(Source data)
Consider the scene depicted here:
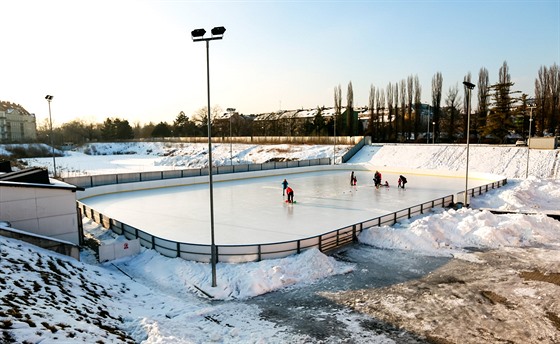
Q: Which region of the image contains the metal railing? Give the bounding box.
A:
[64,158,332,189]
[78,177,507,263]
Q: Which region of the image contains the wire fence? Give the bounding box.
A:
[78,177,507,263]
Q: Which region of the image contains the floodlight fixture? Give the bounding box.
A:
[45,95,53,101]
[463,81,475,90]
[191,28,206,38]
[211,26,226,36]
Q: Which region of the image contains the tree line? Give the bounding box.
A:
[37,61,559,146]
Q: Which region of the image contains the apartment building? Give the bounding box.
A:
[0,101,37,142]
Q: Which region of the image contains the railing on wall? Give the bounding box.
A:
[64,158,332,189]
[78,177,506,263]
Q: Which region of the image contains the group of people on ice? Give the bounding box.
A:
[281,172,407,203]
[282,178,294,203]
[372,171,406,189]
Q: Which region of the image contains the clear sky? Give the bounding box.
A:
[2,0,559,126]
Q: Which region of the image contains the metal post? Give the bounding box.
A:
[45,95,57,178]
[463,81,475,206]
[204,40,218,288]
[432,121,435,144]
[192,26,225,288]
[426,104,430,144]
[526,105,534,178]
[333,114,337,165]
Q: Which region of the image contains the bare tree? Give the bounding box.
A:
[477,67,490,140]
[431,72,443,141]
[346,81,354,136]
[444,83,461,141]
[378,88,386,141]
[399,79,407,141]
[368,84,375,138]
[386,83,394,141]
[394,83,400,139]
[413,75,422,141]
[407,75,414,140]
[334,84,342,136]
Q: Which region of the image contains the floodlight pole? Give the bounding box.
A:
[526,103,535,178]
[45,95,57,178]
[426,104,430,144]
[463,81,475,206]
[333,114,336,165]
[227,107,236,166]
[192,26,225,288]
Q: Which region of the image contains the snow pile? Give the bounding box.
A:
[359,207,560,257]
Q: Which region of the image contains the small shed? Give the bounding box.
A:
[0,167,84,245]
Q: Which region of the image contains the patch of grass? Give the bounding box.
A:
[41,321,58,333]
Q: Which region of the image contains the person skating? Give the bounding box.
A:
[281,179,289,196]
[350,171,355,186]
[374,171,382,189]
[286,186,294,203]
[398,175,407,189]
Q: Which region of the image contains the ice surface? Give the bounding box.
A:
[82,169,496,245]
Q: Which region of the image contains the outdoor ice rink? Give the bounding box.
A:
[81,169,496,245]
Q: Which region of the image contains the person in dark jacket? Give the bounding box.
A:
[398,175,407,189]
[282,179,289,196]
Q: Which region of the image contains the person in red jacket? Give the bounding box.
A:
[286,186,294,203]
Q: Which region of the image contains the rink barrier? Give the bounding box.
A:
[63,158,332,189]
[77,177,507,263]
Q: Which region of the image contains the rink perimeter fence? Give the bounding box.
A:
[77,178,507,263]
[62,137,367,189]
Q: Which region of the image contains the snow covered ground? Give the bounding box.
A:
[1,142,560,343]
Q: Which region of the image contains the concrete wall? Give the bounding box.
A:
[0,186,80,244]
[0,225,80,260]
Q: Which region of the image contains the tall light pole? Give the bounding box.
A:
[426,104,431,144]
[432,121,435,144]
[227,107,236,166]
[45,95,57,178]
[526,101,536,178]
[333,114,337,165]
[191,26,226,288]
[463,81,475,206]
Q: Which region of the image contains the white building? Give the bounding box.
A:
[0,167,83,244]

§ **TASK OBJECTIVE**:
From the records above, copy each line in which the string "wall" occurs.

§ **TASK SOLUTION**:
Q: Which region of the image contains the railing on wall? Give the bounding box.
Q: Which region of the image contains the concrete wall? Give the bounding box.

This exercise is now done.